* **WHAT THE TASK ASKS**: Give back exactly the stretch of data below from the line holding "The locator SHOULD return, for each instance of the whole" through the line holding "Target: jagged rock", both ends included, and leave the remaining lines out.

Items from a data source
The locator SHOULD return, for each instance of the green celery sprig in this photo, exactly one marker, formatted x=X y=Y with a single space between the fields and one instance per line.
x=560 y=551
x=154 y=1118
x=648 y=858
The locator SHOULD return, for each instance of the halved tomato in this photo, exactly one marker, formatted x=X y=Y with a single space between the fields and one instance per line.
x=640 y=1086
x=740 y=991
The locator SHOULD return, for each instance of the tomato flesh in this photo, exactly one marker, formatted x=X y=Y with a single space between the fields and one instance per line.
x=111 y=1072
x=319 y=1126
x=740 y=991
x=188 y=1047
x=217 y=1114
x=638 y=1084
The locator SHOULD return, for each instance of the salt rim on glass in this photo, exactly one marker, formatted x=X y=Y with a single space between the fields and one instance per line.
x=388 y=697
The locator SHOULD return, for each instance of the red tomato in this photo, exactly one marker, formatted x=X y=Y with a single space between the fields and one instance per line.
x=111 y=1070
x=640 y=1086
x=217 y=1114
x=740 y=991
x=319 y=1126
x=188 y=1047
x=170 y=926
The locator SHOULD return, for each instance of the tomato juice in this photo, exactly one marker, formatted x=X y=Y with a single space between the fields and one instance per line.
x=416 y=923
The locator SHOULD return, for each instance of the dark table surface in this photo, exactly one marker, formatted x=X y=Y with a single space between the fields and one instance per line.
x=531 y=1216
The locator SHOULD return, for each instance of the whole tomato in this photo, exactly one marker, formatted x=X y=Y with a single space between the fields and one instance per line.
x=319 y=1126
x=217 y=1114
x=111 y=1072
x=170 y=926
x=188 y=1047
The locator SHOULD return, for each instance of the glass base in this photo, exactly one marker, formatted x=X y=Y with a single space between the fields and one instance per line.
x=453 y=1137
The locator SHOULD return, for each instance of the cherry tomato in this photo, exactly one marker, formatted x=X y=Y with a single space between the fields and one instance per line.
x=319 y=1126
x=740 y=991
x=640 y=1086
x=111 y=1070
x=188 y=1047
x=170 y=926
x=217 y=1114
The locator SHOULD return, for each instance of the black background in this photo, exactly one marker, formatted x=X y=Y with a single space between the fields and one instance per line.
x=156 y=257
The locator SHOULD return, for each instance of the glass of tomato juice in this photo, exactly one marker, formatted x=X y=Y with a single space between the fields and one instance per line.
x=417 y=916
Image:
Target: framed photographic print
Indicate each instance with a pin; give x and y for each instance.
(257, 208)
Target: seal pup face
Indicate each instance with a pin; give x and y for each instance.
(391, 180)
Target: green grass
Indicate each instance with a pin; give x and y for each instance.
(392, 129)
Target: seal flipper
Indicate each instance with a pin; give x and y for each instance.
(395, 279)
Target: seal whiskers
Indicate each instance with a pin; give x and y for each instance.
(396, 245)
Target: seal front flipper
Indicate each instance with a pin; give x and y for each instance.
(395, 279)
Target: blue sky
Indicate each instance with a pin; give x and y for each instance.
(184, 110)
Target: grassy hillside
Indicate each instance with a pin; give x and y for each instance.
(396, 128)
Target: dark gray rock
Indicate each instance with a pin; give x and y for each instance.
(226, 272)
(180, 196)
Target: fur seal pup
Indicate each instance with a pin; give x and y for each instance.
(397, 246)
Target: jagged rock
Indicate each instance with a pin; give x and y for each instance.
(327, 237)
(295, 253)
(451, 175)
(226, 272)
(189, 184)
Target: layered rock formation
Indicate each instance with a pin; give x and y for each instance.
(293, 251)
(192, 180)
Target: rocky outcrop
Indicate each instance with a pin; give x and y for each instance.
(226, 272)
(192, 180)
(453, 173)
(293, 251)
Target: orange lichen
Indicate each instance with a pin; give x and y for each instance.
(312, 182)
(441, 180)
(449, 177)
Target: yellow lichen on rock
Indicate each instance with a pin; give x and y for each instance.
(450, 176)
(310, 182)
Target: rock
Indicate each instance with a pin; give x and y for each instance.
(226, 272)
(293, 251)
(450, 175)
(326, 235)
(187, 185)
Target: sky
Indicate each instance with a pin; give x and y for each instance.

* **WRITTEN ANSWER**:
The locator SHOULD return, for each instance of the whole tomato in this photo, exactly one marker, formatted x=X y=Y with a single space between the fields and one instance per line.
x=319 y=1126
x=217 y=1114
x=111 y=1072
x=170 y=926
x=188 y=1047
The locator SHOULD return, for each instance of the glass base in this photo, exactly one marker, formatted x=X y=Y with a single space between the fields and one instance per line.
x=453 y=1137
The locator SHOULD return, for each instance of the cherry tomato in this photo, exactly one marker, formatted x=X y=Y with a single space between the fields and one instance per line.
x=319 y=1126
x=740 y=991
x=640 y=1086
x=111 y=1070
x=188 y=1047
x=170 y=926
x=217 y=1114
The locator SHOULD return, for each instance of the black background in this photo, exactly one marker, formatted x=X y=Y with a single space between the fields and one instance per line.
x=156 y=257
The locator SHOULD return, for each instance of the glass of tomato juice in this photo, exactly one marker, formatted x=X y=Y with a single space between the fields and one instance per line.
x=417 y=916
Image:
Target: framed photographic print
Indicate each instance with a pin; give x and y for each instance.
(257, 208)
Target: seal pup face
Indicate each instance with a pin; give x and y for each instance.
(391, 180)
Target: green grass
Indicate each instance with a pin; give x and y for each instance.
(392, 129)
Target: seal flipper
Indicate each instance with a pin; give x and y for each instance.
(395, 279)
Target: seal whiskers
Indicate each instance with a pin; give x and y for each instance.
(396, 245)
Target: seal front flipper
Indicate each instance with a pin; give x and y for each instance.
(395, 279)
Target: blue sky
Indicate each instance with a pin; give x and y for each instance.
(184, 110)
Target: grassy hillside
Indicate each instance with a pin; give x and y for each instance.
(396, 128)
Target: dark gray rock
Indicate each instance with a pin; give x and y for each instance.
(226, 272)
(180, 196)
Target: fur seal pup
Indicate each instance with a pin; give x and y for each instance.
(397, 246)
Target: jagged rock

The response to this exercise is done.